**Page excerpt**
§
The first good parts I remember leaving out were in Kindergarten at Chillicothe Elementary. Any school paper that contained an A+ or 100 was hidden in the bottom drawer of my baby-blue desk or trashed. Somehow I had it my head that A pluses and hundreds were bad. Which means that really, I was trying to leave out bad parts, when in fact those bad parts were good.
Chillicothe, Texas is about as far north in North Texas as you can live, without bumping into Oklahoma or the Texas Panhandle. Though we lived in Vernon, sixteen miles west, where my grandfather worked as a doctor, I commuted with Granny to her teaching job in Chillicothe, a commute whose highlight was the gas station, which contained a tiny rat in an equally tiny aquarium. I don't remember the faces of the nice white family who ran the place, just the rat. It impressed my five year old self greatly that they would wipe the rats tiny-little rat ass with a cotton ball. I remember the smear of shit contrasting with the pristine white, and wondered how else they spent their time.
In Austin, it never snowed, but in Vernon I made my first snow angel in the front yard of the unassuming house that accompanied my grandparent’s unassuming life. Except maybe, Granny was making a few assumptions. She had no idea, for example, that when Grandpa died of cirrhosis, she would be worse off than a pauper, she would be a debtor; up to her eyeballs in debt, she would say.
§
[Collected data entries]
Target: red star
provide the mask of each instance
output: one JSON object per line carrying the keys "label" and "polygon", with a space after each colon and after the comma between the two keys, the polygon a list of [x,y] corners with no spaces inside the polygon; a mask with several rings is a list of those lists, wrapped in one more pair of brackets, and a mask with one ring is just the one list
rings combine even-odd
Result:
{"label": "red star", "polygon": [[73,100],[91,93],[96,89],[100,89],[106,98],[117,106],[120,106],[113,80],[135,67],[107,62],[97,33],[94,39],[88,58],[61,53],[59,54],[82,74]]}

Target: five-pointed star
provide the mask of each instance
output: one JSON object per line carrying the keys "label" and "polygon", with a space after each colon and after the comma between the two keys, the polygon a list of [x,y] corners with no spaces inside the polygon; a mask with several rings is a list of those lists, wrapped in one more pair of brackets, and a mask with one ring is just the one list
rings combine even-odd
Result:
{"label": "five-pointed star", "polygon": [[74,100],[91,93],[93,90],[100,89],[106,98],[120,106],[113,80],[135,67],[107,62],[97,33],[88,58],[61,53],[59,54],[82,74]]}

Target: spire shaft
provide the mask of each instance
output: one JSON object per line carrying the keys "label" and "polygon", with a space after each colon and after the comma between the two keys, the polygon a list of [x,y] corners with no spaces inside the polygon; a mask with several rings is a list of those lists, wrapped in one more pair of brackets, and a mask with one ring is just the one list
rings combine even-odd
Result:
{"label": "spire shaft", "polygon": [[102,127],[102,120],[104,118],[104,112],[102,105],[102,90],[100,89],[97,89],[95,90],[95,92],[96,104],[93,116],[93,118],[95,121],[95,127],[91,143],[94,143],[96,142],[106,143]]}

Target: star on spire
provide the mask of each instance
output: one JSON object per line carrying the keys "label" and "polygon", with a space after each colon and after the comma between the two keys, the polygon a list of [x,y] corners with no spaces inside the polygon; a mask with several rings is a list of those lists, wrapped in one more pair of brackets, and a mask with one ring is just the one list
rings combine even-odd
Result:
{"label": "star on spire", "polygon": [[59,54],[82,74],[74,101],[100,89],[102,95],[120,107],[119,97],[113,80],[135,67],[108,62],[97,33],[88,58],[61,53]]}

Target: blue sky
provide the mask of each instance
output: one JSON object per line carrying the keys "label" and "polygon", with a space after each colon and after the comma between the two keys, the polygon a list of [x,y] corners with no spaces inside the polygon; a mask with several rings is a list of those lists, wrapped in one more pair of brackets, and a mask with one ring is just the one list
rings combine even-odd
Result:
§
**Exercises**
1. In the memoir excerpt, restate the passage starting at "In Austin, it" and ending at "she would say.", switching "Granny" to "Grandma".
2. Using the memoir excerpt, decide whether each statement is accurate: (a) the family lived in Chillicothe; (b) the grandfather worked as a doctor; (c) it snowed in Austin.
3. Carry the memoir excerpt forward from its final sentence.

**Answers for each item**
1.
In Austin, it never snowed, but in Vernon I made my first snow angel in the front yard of the unassuming house that accompanied my grandparent’s unassuming life. Except maybe, Grandma was making a few assumptions. She had no idea, for example, that when Grandpa died of cirrhosis, she would be worse off than a pauper, she would be a debtor; up to her eyeballs in debt, she would say.

2.
(a) No: "Though we lived in Vernon, sixteen miles west"
(b) Yes: "where my grandfather worked as a doctor"
(c) No: "In Austin, it never snowed"

3.
I made that snow angel in a blue parka with red furry edging around the hood and a red bow tied beneath my chin. Granny called it a parka and not a winter coat because she had lived in Alaska with Grandpa along with Daddy, Uncle Allen and Uncle Bill and Alaska was home to some real cold, requiring the purchase of real coats, called parkas.
Granny was a teacher, through and through. In the eight hour drive between Austin and Vernon, I learned how to count to 10 in Spanish. I learned about Disco Duck and John Denver, with his rocky mountain high. I learned that the smell of skunk meant immediate teasing that somebody had cut the cheese, and I learned to see noses and horses and make stories out of the clouds. Stories that would drift together, and inevitably drift apart.